RECORDS FOR THE TASK:
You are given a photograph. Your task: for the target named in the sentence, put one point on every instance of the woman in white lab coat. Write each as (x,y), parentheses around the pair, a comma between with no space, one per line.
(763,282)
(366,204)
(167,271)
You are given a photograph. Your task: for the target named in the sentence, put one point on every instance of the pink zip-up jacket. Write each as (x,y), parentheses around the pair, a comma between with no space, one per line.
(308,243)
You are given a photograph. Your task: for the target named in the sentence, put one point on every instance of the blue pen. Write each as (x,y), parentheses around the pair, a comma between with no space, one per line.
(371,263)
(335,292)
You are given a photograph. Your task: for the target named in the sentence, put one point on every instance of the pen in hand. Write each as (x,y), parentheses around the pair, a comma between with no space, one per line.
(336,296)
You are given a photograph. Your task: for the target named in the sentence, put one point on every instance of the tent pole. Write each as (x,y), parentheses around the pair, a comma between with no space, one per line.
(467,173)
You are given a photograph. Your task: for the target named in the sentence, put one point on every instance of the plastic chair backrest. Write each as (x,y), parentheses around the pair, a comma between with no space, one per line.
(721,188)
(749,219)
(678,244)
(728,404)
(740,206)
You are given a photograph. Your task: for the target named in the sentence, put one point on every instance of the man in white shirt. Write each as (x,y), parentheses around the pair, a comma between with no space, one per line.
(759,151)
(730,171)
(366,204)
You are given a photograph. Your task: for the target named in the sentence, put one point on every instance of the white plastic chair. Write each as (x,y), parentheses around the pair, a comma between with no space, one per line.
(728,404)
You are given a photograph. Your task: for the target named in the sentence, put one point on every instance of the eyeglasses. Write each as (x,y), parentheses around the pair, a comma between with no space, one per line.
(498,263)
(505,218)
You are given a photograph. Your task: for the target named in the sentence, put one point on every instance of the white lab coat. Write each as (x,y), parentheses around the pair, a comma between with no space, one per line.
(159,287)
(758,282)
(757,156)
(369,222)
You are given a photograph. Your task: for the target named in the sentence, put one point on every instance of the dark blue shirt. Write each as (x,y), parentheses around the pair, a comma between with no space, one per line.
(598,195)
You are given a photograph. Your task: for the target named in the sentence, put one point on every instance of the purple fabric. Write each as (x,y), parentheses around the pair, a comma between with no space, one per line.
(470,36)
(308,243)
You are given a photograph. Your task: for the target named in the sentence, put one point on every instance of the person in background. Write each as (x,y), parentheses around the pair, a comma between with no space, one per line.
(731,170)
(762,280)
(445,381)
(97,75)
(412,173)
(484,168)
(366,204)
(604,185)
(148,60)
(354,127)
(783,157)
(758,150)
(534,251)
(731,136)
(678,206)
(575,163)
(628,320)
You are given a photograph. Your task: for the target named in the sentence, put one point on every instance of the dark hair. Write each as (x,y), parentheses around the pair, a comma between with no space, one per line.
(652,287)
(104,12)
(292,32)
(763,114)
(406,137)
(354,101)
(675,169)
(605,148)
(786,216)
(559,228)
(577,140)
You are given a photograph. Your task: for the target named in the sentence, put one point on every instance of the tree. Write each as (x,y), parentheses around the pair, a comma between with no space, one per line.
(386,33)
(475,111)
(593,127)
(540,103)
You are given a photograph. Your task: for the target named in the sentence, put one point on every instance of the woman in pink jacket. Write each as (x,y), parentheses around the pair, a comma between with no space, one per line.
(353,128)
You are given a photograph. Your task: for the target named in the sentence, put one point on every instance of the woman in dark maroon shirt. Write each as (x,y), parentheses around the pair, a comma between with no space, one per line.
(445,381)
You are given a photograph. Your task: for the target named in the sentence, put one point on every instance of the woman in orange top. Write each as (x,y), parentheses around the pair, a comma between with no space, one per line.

GIVEN TASK:
Print all the data exactly.

EXERCISE RESPONSE:
You are given a photograph. Your task: for the target named in the sentence, put one point on every instance of the woman in white lab coat. Write each as (x,y), parentheses around the pair, a comma between with no space, one per line.
(763,282)
(366,204)
(167,271)
You are given a photograph. Your task: for the target named in the sentence, put one point on every instance of the pink zip-up jacket. Write each as (x,y), parentheses around the pair, a comma between with no space, one per line.
(308,243)
You are given a photograph. Your task: for the target named in the sentence, put one point on every instance of the blue pen. Write each as (x,y), parentheses around the pair, a comma between with no space, one per line.
(371,263)
(335,292)
You are given a photograph. Your task: for the target named in the sentence, put one point on every instance of the pen in hand. Write each as (x,y), parentheses around the pair, a comma between with no space, one per line.
(336,296)
You are given a photograph. Your task: for the target named in the sentence, put one point on every instance of the tent pole. Write each as (x,y), parentheses around the pair, a comma between with no space, one per line.
(467,173)
You are given a photograph. Your task: for the target named in the sentence, put one point on every instance of the plastic chair backrest. Write each as (x,y), parentheses around the pair, a comma between with no space, one per line.
(721,188)
(749,219)
(678,244)
(728,404)
(740,206)
You are given a photograph. Your task: for the target named in the sentence, put one point on every instance of the man in white shirt. Write each as (x,y), parentheses around the pair, a comma between with no space, one per line.
(759,151)
(730,171)
(366,204)
You are given a photograph. Your task: for the target named in the sentence, put one point on every instance of the white plastic chair. Write each as (x,y), parentheses around the pair, a comma between with no space, one per line.
(728,404)
You are given a photograph. Your task: for the target named in the sentence, put one point on every instance of the eyeglasses. Write each as (x,y), parentheses around the pair, a comma between with no space, one per line.
(498,263)
(505,218)
You are given a photograph. Your task: for the target named in the sentence, put one point on every instance of the white lab coat. Write each as (x,y), parentheses around the pair, a comma between with no space, one per line.
(159,287)
(758,282)
(757,156)
(369,222)
You are given a photograph. Your task: for the target named in the sentence, put one point on every instance of the dark blue shirt. Write each as (x,y), parentheses around the pair, a comma between with no space, one per line.
(598,195)
You are given a photograph. Your task: for the target named in the sentence, put one point on every instance of the purple fabric. Write each as (x,y), parentheses around the pair, a comma between with no space, one per line.
(470,36)
(308,243)
You are given a photograph. Your task: for the target named in the sentence, put one point on every instance of the person in background. Write each as (x,y), parentheses around the pair, a comma between with no space, one per line.
(731,170)
(762,280)
(445,381)
(97,75)
(412,173)
(484,168)
(366,204)
(604,185)
(148,60)
(354,127)
(783,157)
(758,150)
(534,251)
(731,136)
(678,206)
(575,163)
(628,320)
You are given a photograph. Your task: for the target named in the sentence, put one point on every instance of the dark hair. Write each as (x,y), parentheses around the pair, a comma between with no space, one per line.
(652,287)
(104,12)
(292,32)
(763,114)
(406,137)
(354,101)
(675,169)
(605,148)
(786,216)
(559,228)
(577,140)
You are given a photograph. Your task: for the target named in the sentence, put one point on every instance of the tree. Write each as (x,y), parentheses around the pair, a comma between with no space, one per line.
(386,33)
(475,111)
(593,127)
(540,103)
You are given a photograph. Your task: for the target named in the sentence, put one point on every instance of the woman in pink jacket. Write each as (x,y), parentheses around the pair, a comma between with no space, one per line.
(353,128)
You are given a photograph. Your task: for the target named in the sentence, put one point on every instance of the woman in dark maroon shirt. Write each as (x,y), parentheses around the pair, a comma between with no space, one per line.
(445,381)
You are given a photograph. Your task: for the target named in the sentence, put one point on every instance of the woman in orange top. Write each as (x,y), parentheses around the pair, a comma between with no space, one per line.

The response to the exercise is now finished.